Text excerpt »
⟨
If nobody ever criticizes you, that’s not necessarily a good thing. It could just mean you’ve scared away all the competent people in your life. When someone you admire criticizes you, it’s a positive sign. It means all the good stuff they said about you is probably true.
5. They’re always trying to wing it.
Some people are truly skilled in the art of improvisation. But even they sit down and prepare. They follow a process.
Not fixed-minded people. They think impromptu means having no plan whatsoever, and flying on genius alone.
6. They rehearse excuses.
I’ve listened to people with more privilege and opportunity than me blame their problems on the same dilemmas everyone else has to deal with. Growth-minded people know that circumstances make things harder, but they want to win despite those circumstances.
7. They love criticizing other people.
If you’re always criticizing someone else, you have no time to worry about yourself. People with fixed mindsets do this by instinct. They thrive on it. They think it makes them look smart.
8. They raise the bar for everyone else.
Someone with a fixed mindset cares a lot about whether or not other people meet their double standards. They confuse this with what growth-minded people do — holding themselves to high standards, and typically trying to give everyone else a break.
⟩
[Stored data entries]
⟨
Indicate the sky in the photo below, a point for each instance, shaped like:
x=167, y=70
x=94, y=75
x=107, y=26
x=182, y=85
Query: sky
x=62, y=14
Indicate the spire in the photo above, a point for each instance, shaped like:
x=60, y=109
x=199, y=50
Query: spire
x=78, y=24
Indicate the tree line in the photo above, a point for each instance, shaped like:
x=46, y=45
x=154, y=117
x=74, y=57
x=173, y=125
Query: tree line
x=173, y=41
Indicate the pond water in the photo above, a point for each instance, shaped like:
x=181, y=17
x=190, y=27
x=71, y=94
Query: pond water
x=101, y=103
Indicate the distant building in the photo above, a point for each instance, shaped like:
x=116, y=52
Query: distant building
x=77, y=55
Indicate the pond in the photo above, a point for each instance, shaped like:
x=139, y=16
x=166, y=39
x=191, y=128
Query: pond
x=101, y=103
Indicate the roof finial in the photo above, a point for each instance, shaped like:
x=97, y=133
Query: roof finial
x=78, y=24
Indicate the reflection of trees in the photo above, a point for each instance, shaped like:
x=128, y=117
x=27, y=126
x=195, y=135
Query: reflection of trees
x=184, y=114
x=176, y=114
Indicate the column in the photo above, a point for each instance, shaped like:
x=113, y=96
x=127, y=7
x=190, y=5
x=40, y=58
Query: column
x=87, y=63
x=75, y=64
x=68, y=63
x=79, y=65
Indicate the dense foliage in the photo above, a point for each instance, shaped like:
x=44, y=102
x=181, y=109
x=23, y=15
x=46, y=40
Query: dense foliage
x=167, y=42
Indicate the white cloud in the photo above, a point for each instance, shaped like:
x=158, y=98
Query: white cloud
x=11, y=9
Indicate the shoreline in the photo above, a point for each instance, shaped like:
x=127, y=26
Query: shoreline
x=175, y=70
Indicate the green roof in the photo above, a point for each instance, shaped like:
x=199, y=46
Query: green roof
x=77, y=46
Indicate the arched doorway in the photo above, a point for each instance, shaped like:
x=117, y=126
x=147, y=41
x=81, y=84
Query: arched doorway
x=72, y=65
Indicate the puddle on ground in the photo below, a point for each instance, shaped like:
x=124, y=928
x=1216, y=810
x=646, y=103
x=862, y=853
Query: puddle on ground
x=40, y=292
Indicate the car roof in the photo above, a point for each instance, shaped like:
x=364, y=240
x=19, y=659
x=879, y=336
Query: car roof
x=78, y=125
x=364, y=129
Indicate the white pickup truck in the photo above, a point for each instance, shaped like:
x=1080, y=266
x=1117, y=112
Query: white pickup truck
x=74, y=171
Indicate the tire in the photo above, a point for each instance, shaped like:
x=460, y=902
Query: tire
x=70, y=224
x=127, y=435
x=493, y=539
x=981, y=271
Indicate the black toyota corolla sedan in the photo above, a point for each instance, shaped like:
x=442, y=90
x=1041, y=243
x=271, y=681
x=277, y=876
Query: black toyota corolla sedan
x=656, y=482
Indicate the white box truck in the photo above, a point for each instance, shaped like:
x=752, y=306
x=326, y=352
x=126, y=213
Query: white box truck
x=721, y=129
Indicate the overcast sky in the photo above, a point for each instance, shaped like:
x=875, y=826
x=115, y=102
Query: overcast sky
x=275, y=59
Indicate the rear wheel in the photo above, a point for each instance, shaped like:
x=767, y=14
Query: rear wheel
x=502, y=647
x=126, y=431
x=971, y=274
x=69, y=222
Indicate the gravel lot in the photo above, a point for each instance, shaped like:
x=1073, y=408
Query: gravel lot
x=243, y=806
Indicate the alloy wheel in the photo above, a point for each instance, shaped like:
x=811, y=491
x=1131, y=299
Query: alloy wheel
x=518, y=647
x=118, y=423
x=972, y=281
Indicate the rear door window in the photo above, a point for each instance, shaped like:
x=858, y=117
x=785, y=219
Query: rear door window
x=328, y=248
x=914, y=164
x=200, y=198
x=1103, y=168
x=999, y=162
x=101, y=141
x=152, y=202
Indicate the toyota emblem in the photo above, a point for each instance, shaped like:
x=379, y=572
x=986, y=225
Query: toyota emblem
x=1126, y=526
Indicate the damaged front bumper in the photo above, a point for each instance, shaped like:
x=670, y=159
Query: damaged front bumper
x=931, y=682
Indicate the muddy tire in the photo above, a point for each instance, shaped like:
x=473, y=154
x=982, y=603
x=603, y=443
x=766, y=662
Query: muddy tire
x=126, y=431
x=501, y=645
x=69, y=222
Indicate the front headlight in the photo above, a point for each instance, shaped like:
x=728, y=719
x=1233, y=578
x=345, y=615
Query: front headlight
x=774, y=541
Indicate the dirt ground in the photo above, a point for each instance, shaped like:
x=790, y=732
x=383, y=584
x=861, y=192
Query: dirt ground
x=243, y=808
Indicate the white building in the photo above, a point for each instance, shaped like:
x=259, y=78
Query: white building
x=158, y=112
⟩
Questions »
- 1) Please reproduce the passage from the fixed-mindset text that begins at "Some people are" and stops after "them look smart.".
- 2) Decide whether each statement agrees with the fixed-mindset text, answering yes or no and quoting the words that settle it. (a) Even people skilled at improvisation prepare. (b) People with fixed mindsets seldom criticize others. (c) Criticism from someone you admire is a positive sign.

Solutions by task »
- 1)
Some people are truly skilled in the art of improvisation. But even they sit down and prepare. They follow a process.
Not fixed-minded people. They think impromptu means having no plan whatsoever, and flying on genius alone.
6. They rehearse excuses.
I’ve listened to people with more privilege and opportunity than me blame their problems on the same dilemmas everyone else has to deal with. Growth-minded people know that circumstances make things harder, but they want to win despite those circumstances.
7. They love criticizing other people.
If you’re always criticizing someone else, you have no time to worry about yourself. People with fixed mindsets do this by instinct. They thrive on it. They think it makes them look smart.

- 2)
(a) Yes: "But even they sit down and prepare."
(b) No: "People with fixed mindsets do this by instinct."
(c) Yes: "When someone you admire criticizes you, it’s a positive sign."